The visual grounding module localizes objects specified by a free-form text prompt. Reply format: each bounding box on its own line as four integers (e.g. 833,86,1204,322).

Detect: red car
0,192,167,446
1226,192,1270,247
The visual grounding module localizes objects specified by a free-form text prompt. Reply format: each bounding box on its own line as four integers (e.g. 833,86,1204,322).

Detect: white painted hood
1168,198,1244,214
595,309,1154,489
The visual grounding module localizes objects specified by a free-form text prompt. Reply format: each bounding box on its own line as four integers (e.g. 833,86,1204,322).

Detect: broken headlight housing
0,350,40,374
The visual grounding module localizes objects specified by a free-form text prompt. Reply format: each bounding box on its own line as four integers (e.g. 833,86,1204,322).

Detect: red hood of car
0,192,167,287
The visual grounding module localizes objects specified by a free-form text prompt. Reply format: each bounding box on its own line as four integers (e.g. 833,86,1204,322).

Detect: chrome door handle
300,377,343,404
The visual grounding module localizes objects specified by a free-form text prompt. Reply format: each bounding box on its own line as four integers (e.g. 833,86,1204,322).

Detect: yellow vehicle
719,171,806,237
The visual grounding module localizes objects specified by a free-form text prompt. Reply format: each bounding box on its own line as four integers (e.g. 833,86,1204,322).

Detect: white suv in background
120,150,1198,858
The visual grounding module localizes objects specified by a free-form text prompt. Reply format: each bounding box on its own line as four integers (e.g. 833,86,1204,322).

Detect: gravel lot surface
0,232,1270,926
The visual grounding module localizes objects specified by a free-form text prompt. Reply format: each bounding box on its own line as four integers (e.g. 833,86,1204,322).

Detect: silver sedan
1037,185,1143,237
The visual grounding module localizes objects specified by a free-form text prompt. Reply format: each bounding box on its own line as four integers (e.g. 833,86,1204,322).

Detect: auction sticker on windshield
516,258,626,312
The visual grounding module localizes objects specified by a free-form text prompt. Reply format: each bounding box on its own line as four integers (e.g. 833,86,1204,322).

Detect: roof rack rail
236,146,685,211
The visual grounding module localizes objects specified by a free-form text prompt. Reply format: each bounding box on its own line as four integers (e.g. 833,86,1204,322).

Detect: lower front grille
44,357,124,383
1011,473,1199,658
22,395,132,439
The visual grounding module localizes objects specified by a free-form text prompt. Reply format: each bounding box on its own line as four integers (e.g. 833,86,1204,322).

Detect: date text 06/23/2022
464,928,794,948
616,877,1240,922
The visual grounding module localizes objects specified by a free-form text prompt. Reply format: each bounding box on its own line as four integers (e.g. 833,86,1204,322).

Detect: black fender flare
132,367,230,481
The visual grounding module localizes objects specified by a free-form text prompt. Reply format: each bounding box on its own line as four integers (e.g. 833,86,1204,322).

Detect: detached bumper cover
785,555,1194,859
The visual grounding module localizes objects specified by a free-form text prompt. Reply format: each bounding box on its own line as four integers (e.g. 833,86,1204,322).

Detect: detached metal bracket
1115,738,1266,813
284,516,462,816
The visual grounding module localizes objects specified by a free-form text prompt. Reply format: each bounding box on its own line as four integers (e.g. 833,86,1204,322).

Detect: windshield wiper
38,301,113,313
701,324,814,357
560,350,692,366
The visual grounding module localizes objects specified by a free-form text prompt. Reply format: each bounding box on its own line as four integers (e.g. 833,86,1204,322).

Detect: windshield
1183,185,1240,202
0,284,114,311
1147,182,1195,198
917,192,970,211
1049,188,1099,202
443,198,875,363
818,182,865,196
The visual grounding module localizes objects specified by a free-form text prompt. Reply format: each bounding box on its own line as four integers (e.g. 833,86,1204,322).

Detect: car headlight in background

|---|

Swap "visual grounding module" for "object detection module" in every one of the records and write them out again, with everything else left unchanged.

[Final answer]:
The object detection module localizes objects specified by a free-form text prompt. Reply format: each bounding box on its own line as four integers (e.g. 833,86,1204,322).

Detect: red car
0,192,167,446
1226,192,1270,247
The object detection module localizes objects specified by a free-form text prompt. Reply format: each bounding box on its own line as four integers (e.g. 833,86,1204,322).

Detect: white painted hood
1168,198,1244,214
595,309,1154,489
The object detection module localizes objects specified by a free-form text prompt. Reply format: each bounding box on its own line as four integers (e.g. 833,86,1204,322).

Detect: broken headlight housing
0,350,40,374
The object detection module localizes objects specified by a free-form text prompt. Reply format: each bounding box on its own line as four integers (e.g. 833,86,1204,322).

Detect: red hood of car
0,192,167,287
The object detection module localizes objects specified by a free-form text prompt. Reply format: each bounding box on its own line as four integers (e.g. 833,86,1204,322).

Detect: chrome door handle
300,377,343,404
The object detection module localizes objects specified by a free-form text prompt. Reply format: each bounding box on its own line as four integers (e.g. 833,86,1204,322).

Detect: yellow vehicle
719,171,806,237
The object detection module localizes objects specified by a free-form text prompt. Reply format: each bounding box on its own line as four integers (e.g. 833,86,1204,322).

Detect: white suv in background
120,150,1198,858
The object detection module localizes objects specified by a free-form text prompt. Reply format: each bounding box on its own line as four integers (e.g. 833,86,1204,322).

Detect: gravel lot surface
0,232,1270,926
The object detection module localizes objects specified by a free-form text prompt. Reply format: each bounding box on its own line as four integers (e.g. 833,86,1204,322).

Detect: silver sedan
1037,185,1143,237
The object detection module localizes objects specified by a free-form text prompt. Reply format: each bounding box on its own line as four integers (e.g. 833,86,1204,322).

Detect: auction sticker on windshield
516,258,626,312
The object detection module localizes objects specified by a free-form text prompt. Reply format: each bounding box on its own line as four integers (e.g. 833,86,1204,322).

Detect: roof rack rail
236,146,685,211
The object detection module localizes objects specified by a free-form text prompt. Reply format: each bounding box on its own line as four integers (e.g. 833,86,1204,322).

Detect: lower front grille
44,357,124,383
1011,473,1199,658
22,395,132,439
The object detection module localizes objects specified by a free-form text prompt. Reply format: each bounding box on its own line as four integers (e.g. 833,86,1204,322).

Detect: date text 06/23/2022
464,928,794,948
616,877,1240,922
The object detection module localizes objects specified by a free-form text prompt. Reply format: each bounding box on its own line as four integers (e.g. 833,86,1204,322).

Detect: black fender flare
132,367,230,481
The object detection module localizes objects specified by a free-form text prompt. Reply format: each bounding box on its own line as four integers (e.g. 833,86,1204,322).

Detect: detached bumper cover
785,555,1194,859
The object detection module localizes objects specified by a free-form text prompt. Reply format: each bounding box on its own line as four integers (e.g. 833,86,1204,322).

Detect: detached metal bracket
1115,738,1266,813
284,516,462,816
The object detection module localizes objects specified by a free-form text prompt. Reply format: each bounding box on its own line as four integers (e.g. 833,86,1204,322).

Detect: windshield wiper
38,301,113,313
701,324,814,357
560,350,692,366
The object detection module localizes objects specified by a free-form text prompt. Reply format: each bounding box on its own line as four integers (e.g. 833,86,1204,322).

Detect: windshield
1183,185,1240,202
0,284,114,311
1147,182,1195,198
917,192,970,211
1049,188,1099,202
443,198,875,363
818,182,865,196
The object detection module localizes objects specified by a free-form text prompt. Reply format: each bounding box on its own line as four integers (e.g. 833,86,1204,322).

Detect: car headlight in background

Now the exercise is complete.